▸ PROVIDED TEXT
# Remote Start Question



## 2012gli20 (Sep 8, 2016)

Hi Guys. I have a 2020 se-r line black. Love the car. Only option I wanted that it doesn’t have is remote start. If I buy the vw remote start and have it installed, will I be able to access it via the car net app? Or only on the key fob?







3CN065760 - Remote Start Kit - Genuine Volkswagen Accessory


Imagine warming up the engine from the comfort of your heated home in the winter or cooling the car off before climbing inside on a sweltering hot summer afternoon. This remote start kit includes instructions, plug-in module and unique activation code. See Owners Manual for further details and...



parts.vw.com










thanks!


----------



## delaware guy (Sep 4, 2015)

2012gli20 said:


> Hi Guys. I have a 2020 se-r line black. Love the car. Only option I wanted that it doesn’t have is remote start. If I buy the vw remote start and have it installed, will I be able to access it via the car net app? Or only on the key fob?
> 
> 
> 
> ...


Yes but it takes a few days to sort itself out


Sent from my iPad using Tapatalk


----------



## 2012gli20 (Sep 8, 2016)

delaware guy said:


> Yes but it takes a few days to sort itself out
> 
> 
> Sent from my iPad using Tapatalk


 Does this also give me options to set the climate remotely as well? Or is that another option? And do I need to get the “long range” remote start?






000065760 - Remote Start Kit - Extended Range Kit - Genuine Volkswagen Accessory


The Extended Range Kit includes the extended range key fob, wiring harness, antenna, and receiver module. The key fob will start the vehicle up to a maximum range of 1/4 of a mile. A 2-way indicator light system lets you know when the vehicle is in range, when the system has been activated, and...



parts.vw.com


----------



## delaware guy (Sep 4, 2015)

It defaults to 72 degrees. I would set higher and turn on seat heaters if I could....


Sent from my iPad using Tapatalk


----------



## delaware guy (Sep 4, 2015)

2012gli20 said:


> Does this also give me options to set the climate remotely as well? Or is that another option? And do I need to get the “long range” remote start?
> 
> 
> 
> ...


That is just the extended range kit, which you don’t need because the app does the same thing. Just get the remote start kit. 


Sent from my iPad using Tapatalk


----------



## pufffee (Jun 29, 2006)

2012gli20 said:


> Hi Guys. I have a 2020 se-r line black. Love the car. Only option I wanted that it doesn’t have is remote start. If I buy the vw remote start and have it installed, will I be able to access it via the car net app? Or only on the key fob?
> 
> 
> 
> ...

▸ DATA BLOCK
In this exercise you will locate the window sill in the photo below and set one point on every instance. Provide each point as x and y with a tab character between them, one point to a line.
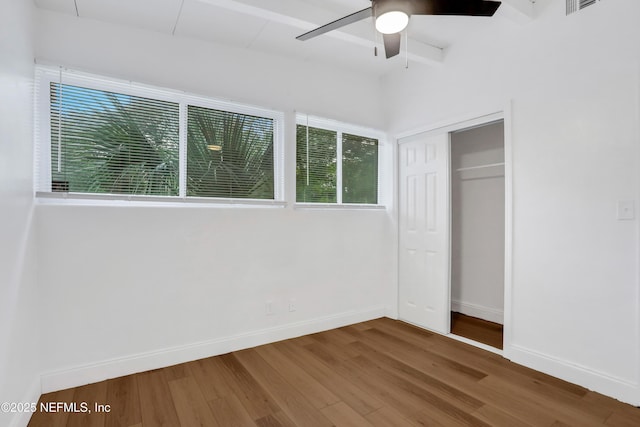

▸ EXERCISE REQUIREMENTS
A - In the remote start thread, what temperature does the climate setting default to?
B - Pick up the remote start forum thread where it stops and continue it.

▸ SET OF ANSWERS
A - It defaults to 72 degrees.

B -
Hi, I just bought a 2021 Tiguan SE R-Line and I am getting extended range starter installed tomorrow. Did you have luck with yours working with your Car Net app? Its funny because the dealership was not helpful, 2 guys said yes it should work and one said it wont because it is not factory installed. It is very confusing. I guess I will learn more tomorrow but figured I would ask you since you were so recently discussing this. Thanks in advance


----------



## delaware guy (Sep 4, 2015)

pufffee said:


> Hi, I just bought a 2021 Tiguan SE R-Line and I am getting extended range starter installed tomorrow. Did you have luck with yours working with your Car Net app? Its funny because the dealership was not helpful, 2 guys said yes it should work and one said it wont because it is not factory installed. It is very confusing. I guess I will learn more tomorrow but figured I would ask you since you were so recently discussing this. Thanks in advance


Mine works but it took a week to sort itself out. 


Sent from my iPad using Tapatalk


----------



## robkatz (Nov 23, 2003)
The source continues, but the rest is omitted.